- **Task to complete**
Please rewrite all of the material below, replacing "Mark" with "Outline" and keeping everything else the same. Leave the pictures out of your version.

- **Material for this task**
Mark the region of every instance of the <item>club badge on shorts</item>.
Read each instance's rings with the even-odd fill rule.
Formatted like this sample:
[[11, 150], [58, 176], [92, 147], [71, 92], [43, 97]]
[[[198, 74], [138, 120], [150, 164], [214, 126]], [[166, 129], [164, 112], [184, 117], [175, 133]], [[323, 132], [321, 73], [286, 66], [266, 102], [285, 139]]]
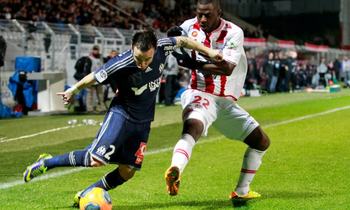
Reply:
[[136, 156], [138, 158], [136, 158], [136, 161], [135, 163], [136, 164], [142, 164], [142, 162], [144, 160], [144, 152], [146, 152], [146, 143], [142, 142], [140, 144], [140, 148], [138, 150], [138, 152], [136, 152], [135, 156]]

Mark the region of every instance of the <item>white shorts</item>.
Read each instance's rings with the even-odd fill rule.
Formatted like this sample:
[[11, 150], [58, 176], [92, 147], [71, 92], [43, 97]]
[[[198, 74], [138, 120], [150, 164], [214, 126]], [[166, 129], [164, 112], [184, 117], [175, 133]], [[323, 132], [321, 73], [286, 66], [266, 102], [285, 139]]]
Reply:
[[181, 95], [182, 122], [195, 118], [204, 125], [202, 136], [206, 136], [212, 124], [226, 138], [243, 142], [259, 124], [233, 99], [188, 89]]

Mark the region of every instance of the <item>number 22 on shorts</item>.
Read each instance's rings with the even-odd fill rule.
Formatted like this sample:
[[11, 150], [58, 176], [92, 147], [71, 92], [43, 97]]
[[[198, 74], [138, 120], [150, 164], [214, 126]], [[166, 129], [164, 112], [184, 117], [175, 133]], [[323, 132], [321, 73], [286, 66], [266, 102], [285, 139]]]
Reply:
[[192, 104], [194, 104], [194, 106], [196, 108], [203, 108], [204, 106], [206, 109], [208, 110], [208, 108], [206, 107], [209, 106], [209, 100], [206, 98], [202, 98], [200, 96], [195, 96], [194, 98], [196, 98]]

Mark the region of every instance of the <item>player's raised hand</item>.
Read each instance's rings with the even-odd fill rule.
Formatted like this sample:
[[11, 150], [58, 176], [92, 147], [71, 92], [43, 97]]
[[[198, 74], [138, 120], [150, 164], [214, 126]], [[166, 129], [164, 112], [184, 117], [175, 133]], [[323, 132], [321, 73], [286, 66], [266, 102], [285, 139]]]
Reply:
[[76, 94], [72, 92], [70, 88], [67, 89], [64, 92], [58, 92], [56, 94], [57, 96], [62, 96], [61, 98], [63, 100], [63, 104], [65, 105], [72, 102], [76, 96]]
[[176, 58], [178, 64], [182, 67], [186, 67], [191, 70], [196, 68], [196, 60], [191, 58], [188, 54], [186, 52], [184, 48], [180, 48], [182, 54], [174, 51], [172, 54]]
[[210, 49], [208, 54], [208, 56], [216, 62], [222, 60], [222, 54], [218, 50]]
[[170, 28], [170, 30], [166, 31], [166, 36], [168, 37], [178, 36], [182, 35], [181, 32], [182, 30], [182, 28], [179, 26], [174, 26]]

- **Written answer**
Outline the region of every instance of the <item>club badge on shorts</item>.
Read each instance's rings with the even-odd fill rule.
Formatted like this sample:
[[11, 150], [58, 176], [92, 147], [71, 92], [43, 97]]
[[[198, 74], [138, 120], [150, 164], [214, 126]], [[166, 129], [164, 112], [184, 117], [175, 133]], [[323, 132], [321, 73], [286, 66], [266, 102], [285, 139]]]
Reply:
[[136, 156], [138, 158], [136, 158], [136, 161], [135, 163], [136, 164], [142, 164], [142, 162], [144, 160], [144, 152], [146, 152], [146, 143], [142, 142], [140, 144], [140, 148], [138, 150], [138, 152], [136, 152], [135, 156]]

Outline the region of every instance of the <item>white shorts</item>.
Read each instance's rings with the even-odd fill rule.
Formatted like this sample:
[[11, 150], [58, 176], [92, 147], [71, 92], [43, 97]]
[[[198, 74], [138, 120], [150, 164], [214, 126]], [[166, 129], [164, 112], [184, 117], [175, 133]], [[323, 132], [321, 73], [286, 66], [266, 102], [285, 139]]]
Reply:
[[181, 95], [182, 122], [195, 118], [204, 125], [202, 136], [206, 136], [212, 124], [226, 138], [243, 142], [259, 124], [233, 99], [188, 89]]

Outline the region of every instance of the <item>number 22 on shorts</item>.
Read each instance's rings with the even-odd fill rule.
Formatted like this sample:
[[11, 150], [58, 176], [92, 147], [71, 92], [43, 97]]
[[[198, 74], [138, 120], [150, 164], [214, 126]], [[166, 129], [164, 112], [184, 117], [175, 133]], [[323, 132], [321, 73], [286, 66], [266, 102], [285, 139]]]
Reply:
[[192, 104], [194, 104], [194, 106], [196, 108], [203, 108], [204, 106], [206, 109], [208, 110], [208, 108], [206, 107], [209, 106], [209, 100], [206, 98], [202, 98], [200, 96], [195, 96], [194, 98], [196, 98]]

Outline the region of every instance of the <item>player's raised hand</item>.
Read each instance's rings with the even-odd fill rule.
Formatted like this sample:
[[11, 150], [58, 176], [92, 147], [71, 92], [43, 97]]
[[[198, 74], [138, 120], [150, 164], [214, 126]], [[166, 129], [164, 112], [184, 117], [175, 133]], [[323, 132], [321, 73], [286, 66], [266, 102], [285, 139]]]
Reply:
[[76, 94], [72, 92], [70, 88], [67, 89], [64, 92], [58, 92], [56, 94], [57, 96], [62, 96], [61, 98], [63, 100], [63, 104], [65, 105], [72, 102], [76, 96]]
[[176, 58], [178, 64], [182, 67], [186, 67], [191, 70], [196, 68], [196, 60], [191, 58], [188, 54], [186, 52], [184, 48], [180, 48], [182, 54], [174, 51], [172, 54]]
[[210, 49], [208, 54], [208, 56], [216, 62], [222, 60], [222, 54], [218, 50]]
[[170, 28], [170, 30], [166, 31], [166, 36], [168, 37], [178, 36], [182, 35], [181, 32], [182, 30], [182, 28], [179, 26], [174, 26]]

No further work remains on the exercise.